Exercise description> The entries that follow are to be duplicated in full, character for character.

Top of Data for review

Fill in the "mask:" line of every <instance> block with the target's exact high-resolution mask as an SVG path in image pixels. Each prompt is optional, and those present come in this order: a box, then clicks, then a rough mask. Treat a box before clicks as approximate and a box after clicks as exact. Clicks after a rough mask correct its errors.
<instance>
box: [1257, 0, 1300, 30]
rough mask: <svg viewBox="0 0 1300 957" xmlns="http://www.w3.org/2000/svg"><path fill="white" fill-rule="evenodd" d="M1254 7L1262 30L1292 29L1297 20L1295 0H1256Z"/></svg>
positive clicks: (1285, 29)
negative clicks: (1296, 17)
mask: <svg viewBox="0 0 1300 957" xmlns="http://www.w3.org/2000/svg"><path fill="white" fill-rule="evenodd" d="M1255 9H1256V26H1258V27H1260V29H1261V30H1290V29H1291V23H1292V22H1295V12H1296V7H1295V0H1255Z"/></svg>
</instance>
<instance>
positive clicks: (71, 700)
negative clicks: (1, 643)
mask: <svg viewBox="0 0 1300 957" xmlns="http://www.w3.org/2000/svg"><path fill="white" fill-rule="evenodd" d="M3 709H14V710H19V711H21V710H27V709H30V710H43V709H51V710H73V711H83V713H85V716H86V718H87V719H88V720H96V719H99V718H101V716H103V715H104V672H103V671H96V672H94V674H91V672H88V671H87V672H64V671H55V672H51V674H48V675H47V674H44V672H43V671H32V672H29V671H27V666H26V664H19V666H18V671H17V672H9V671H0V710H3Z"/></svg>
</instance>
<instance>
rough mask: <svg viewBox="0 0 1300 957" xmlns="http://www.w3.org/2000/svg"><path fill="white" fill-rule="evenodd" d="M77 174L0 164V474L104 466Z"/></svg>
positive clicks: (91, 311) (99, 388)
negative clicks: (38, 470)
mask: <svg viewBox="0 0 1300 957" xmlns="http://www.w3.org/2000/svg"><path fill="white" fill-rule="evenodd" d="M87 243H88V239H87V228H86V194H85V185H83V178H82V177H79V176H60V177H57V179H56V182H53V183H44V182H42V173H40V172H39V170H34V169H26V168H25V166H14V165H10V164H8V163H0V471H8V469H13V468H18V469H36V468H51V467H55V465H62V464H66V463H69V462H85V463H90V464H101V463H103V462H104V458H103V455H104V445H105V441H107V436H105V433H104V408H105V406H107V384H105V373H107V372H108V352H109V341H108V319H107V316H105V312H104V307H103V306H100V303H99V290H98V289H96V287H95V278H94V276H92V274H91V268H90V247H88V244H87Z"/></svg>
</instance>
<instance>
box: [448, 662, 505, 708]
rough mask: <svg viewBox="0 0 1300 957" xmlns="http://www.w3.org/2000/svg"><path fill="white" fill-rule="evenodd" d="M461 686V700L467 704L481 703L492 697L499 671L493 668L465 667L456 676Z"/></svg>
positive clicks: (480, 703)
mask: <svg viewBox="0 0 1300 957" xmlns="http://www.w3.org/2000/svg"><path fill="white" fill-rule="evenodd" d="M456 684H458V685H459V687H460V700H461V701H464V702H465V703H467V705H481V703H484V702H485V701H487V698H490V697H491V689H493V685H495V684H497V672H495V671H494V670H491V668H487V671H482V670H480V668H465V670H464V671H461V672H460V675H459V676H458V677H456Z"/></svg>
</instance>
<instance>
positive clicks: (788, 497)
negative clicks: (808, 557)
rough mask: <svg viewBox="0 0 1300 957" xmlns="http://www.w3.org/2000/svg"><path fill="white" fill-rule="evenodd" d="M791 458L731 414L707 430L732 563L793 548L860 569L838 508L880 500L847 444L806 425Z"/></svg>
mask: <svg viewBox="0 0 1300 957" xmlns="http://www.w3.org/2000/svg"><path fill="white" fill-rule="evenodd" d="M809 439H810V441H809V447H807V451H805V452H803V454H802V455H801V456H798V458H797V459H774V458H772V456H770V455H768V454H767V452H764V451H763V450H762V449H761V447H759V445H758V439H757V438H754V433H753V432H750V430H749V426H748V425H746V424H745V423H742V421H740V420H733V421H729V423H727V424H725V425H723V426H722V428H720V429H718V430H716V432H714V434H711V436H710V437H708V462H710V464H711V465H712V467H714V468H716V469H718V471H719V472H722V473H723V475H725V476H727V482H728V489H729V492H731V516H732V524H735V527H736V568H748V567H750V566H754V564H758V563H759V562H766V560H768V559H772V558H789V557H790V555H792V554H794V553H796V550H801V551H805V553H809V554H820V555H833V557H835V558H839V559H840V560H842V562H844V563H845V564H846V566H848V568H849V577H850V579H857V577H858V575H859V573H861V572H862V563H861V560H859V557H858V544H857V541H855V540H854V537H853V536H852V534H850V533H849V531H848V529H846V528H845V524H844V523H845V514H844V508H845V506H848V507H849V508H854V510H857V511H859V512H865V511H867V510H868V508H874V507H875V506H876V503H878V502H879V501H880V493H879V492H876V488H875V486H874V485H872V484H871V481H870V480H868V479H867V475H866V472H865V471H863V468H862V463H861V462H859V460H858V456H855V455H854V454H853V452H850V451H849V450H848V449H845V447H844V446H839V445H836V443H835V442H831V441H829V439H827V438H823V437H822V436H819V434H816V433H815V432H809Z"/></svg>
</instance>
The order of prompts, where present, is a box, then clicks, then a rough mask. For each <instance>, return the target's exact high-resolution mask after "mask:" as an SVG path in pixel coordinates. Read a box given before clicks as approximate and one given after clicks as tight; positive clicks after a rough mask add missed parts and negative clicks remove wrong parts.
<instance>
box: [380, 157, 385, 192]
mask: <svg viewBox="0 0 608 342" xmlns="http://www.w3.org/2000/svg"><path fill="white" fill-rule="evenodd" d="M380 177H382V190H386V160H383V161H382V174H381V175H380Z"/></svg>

Bottom of Data for review

Output for this exercise>
Fill in the "mask:" line of every <instance> block with the target's exact high-resolution mask as an SVG path in image pixels. Each prompt is optional, and those present come in this order: a box, then clicks, then a rough mask. Treat a box before clicks as approximate and a box after clicks as exact. Clicks after a rough mask correct its errors.
<instance>
box: [1257, 0, 1300, 30]
rough mask: <svg viewBox="0 0 1300 957" xmlns="http://www.w3.org/2000/svg"><path fill="white" fill-rule="evenodd" d="M1254 7L1262 30L1292 29L1297 20L1295 0H1256Z"/></svg>
positive clicks: (1285, 29)
negative clicks: (1296, 17)
mask: <svg viewBox="0 0 1300 957" xmlns="http://www.w3.org/2000/svg"><path fill="white" fill-rule="evenodd" d="M1255 9H1256V26H1258V27H1260V29H1261V30H1290V29H1291V23H1292V22H1295V12H1296V7H1295V0H1255Z"/></svg>
</instance>
<instance>
positive clicks: (71, 700)
negative clicks: (1, 643)
mask: <svg viewBox="0 0 1300 957" xmlns="http://www.w3.org/2000/svg"><path fill="white" fill-rule="evenodd" d="M3 709H14V710H19V711H21V710H27V709H30V710H43V709H51V710H73V711H83V713H85V716H86V718H87V719H88V720H96V719H99V718H101V716H103V715H104V672H103V671H96V672H94V674H91V672H88V671H87V672H64V671H55V672H51V674H48V675H47V674H44V672H43V671H32V672H29V671H27V666H26V664H19V666H18V671H17V672H9V671H0V710H3Z"/></svg>
</instance>
<instance>
rough mask: <svg viewBox="0 0 1300 957" xmlns="http://www.w3.org/2000/svg"><path fill="white" fill-rule="evenodd" d="M77 174L0 164V474L104 466Z"/></svg>
positive clicks: (91, 311) (99, 388)
negative clicks: (38, 470)
mask: <svg viewBox="0 0 1300 957" xmlns="http://www.w3.org/2000/svg"><path fill="white" fill-rule="evenodd" d="M87 243H88V239H87V228H86V194H85V185H83V178H82V177H79V176H60V177H57V179H56V182H53V183H44V182H42V173H40V172H39V170H34V169H26V168H25V166H14V165H10V164H8V163H0V471H8V469H13V468H18V469H36V468H51V467H55V465H62V464H66V463H69V462H85V463H90V464H101V463H103V462H104V458H103V455H104V445H105V441H107V436H105V433H104V408H105V406H107V384H105V373H107V372H108V352H109V341H108V319H107V316H105V312H104V307H103V306H100V303H99V290H98V289H96V287H95V278H94V276H92V274H91V268H90V247H88V244H87Z"/></svg>
</instance>
<instance>
box: [448, 662, 505, 708]
rough mask: <svg viewBox="0 0 1300 957" xmlns="http://www.w3.org/2000/svg"><path fill="white" fill-rule="evenodd" d="M461 686V700L467 704L481 703L492 697L499 671L493 668L465 667L456 676Z"/></svg>
positive clicks: (480, 703)
mask: <svg viewBox="0 0 1300 957" xmlns="http://www.w3.org/2000/svg"><path fill="white" fill-rule="evenodd" d="M456 684H458V685H459V687H460V700H461V701H464V702H465V703H467V705H481V703H484V702H485V701H487V698H490V697H491V689H493V685H495V684H497V672H495V671H494V670H491V668H487V671H482V670H480V668H465V670H464V671H461V672H460V675H459V676H458V677H456Z"/></svg>
</instance>
<instance>
positive clicks: (788, 497)
negative clicks: (808, 557)
rough mask: <svg viewBox="0 0 1300 957" xmlns="http://www.w3.org/2000/svg"><path fill="white" fill-rule="evenodd" d="M791 458L731 414L707 430L732 563L793 548L860 569L838 508L880 500L847 444L806 425Z"/></svg>
mask: <svg viewBox="0 0 1300 957" xmlns="http://www.w3.org/2000/svg"><path fill="white" fill-rule="evenodd" d="M809 439H810V441H809V447H807V451H805V452H803V454H802V455H801V456H798V458H797V459H774V458H772V456H770V455H768V454H767V452H764V451H763V450H762V449H761V447H759V445H758V439H757V438H754V433H753V432H750V430H749V426H748V425H746V424H745V423H742V421H740V420H733V421H729V423H727V424H725V425H723V426H722V428H720V429H718V430H716V432H714V434H711V436H710V437H708V462H710V464H711V465H712V467H714V468H716V469H718V471H719V472H722V473H723V475H725V476H727V482H728V489H729V492H731V516H732V524H735V527H736V568H748V567H750V566H754V564H758V563H759V562H766V560H768V559H772V558H789V557H790V555H792V554H794V553H796V550H801V551H805V553H809V554H820V555H833V557H835V558H839V559H840V560H842V562H844V563H845V564H846V566H848V568H849V577H850V579H857V577H858V575H859V573H861V572H862V563H861V560H859V557H858V544H857V541H855V540H854V537H853V536H852V534H850V533H849V531H848V529H846V528H845V524H844V523H845V514H844V508H845V506H848V507H849V508H854V510H857V511H859V512H865V511H867V510H868V508H874V507H875V506H876V503H878V502H879V501H880V493H879V492H876V488H875V486H874V485H872V484H871V481H870V480H868V479H867V475H866V472H865V471H863V468H862V463H861V462H859V460H858V456H855V455H854V454H853V452H850V451H849V450H848V449H845V447H844V446H839V445H836V443H835V442H831V441H829V439H827V438H823V437H822V436H819V434H816V433H815V432H809Z"/></svg>
</instance>
The order of prompts, where present, is a box, then clicks, then a rough mask. For each <instance>, return the target's exact high-resolution mask after "mask:" as an SVG path in pixel coordinates. Read a box given before clicks as approximate and one given after clicks as tight; positive clicks after a rough mask add missed parts and negative clicks remove wrong parts.
<instance>
box: [380, 157, 385, 192]
mask: <svg viewBox="0 0 608 342" xmlns="http://www.w3.org/2000/svg"><path fill="white" fill-rule="evenodd" d="M380 177H382V190H386V160H383V161H382V174H381V175H380Z"/></svg>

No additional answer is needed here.